»»
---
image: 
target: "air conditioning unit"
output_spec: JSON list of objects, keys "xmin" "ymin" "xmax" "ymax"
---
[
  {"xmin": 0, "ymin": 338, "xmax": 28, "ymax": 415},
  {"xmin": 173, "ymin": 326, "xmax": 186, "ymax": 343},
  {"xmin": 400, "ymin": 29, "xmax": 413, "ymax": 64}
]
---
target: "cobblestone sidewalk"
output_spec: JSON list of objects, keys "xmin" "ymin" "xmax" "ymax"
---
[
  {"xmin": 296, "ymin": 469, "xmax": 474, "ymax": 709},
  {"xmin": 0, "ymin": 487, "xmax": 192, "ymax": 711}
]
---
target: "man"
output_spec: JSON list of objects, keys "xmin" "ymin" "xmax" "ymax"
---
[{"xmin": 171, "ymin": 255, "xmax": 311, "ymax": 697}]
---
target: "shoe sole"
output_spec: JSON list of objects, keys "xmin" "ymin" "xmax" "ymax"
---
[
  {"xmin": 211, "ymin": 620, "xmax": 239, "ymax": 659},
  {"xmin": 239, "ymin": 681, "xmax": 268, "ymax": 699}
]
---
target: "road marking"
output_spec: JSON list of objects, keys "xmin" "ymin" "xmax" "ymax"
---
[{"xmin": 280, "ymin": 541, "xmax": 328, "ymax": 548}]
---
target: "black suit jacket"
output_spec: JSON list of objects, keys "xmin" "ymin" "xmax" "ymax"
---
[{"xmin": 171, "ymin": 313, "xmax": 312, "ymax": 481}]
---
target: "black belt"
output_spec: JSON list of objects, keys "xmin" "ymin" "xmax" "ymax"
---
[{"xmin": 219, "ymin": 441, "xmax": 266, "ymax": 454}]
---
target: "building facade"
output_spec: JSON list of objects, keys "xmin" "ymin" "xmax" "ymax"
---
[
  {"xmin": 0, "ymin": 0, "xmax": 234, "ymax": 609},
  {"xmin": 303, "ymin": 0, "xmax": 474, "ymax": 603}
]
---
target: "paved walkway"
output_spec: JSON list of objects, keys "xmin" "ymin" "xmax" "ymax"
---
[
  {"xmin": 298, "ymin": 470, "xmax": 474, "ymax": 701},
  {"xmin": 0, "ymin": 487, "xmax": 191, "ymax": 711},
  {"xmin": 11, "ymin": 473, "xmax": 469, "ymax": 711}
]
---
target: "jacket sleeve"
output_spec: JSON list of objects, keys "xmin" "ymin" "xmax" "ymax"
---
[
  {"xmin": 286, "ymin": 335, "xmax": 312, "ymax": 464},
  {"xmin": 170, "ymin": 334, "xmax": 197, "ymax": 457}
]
««
Report every line of the records above that contains the word "jacket".

target: "black suit jacket"
target: "jacket sleeve"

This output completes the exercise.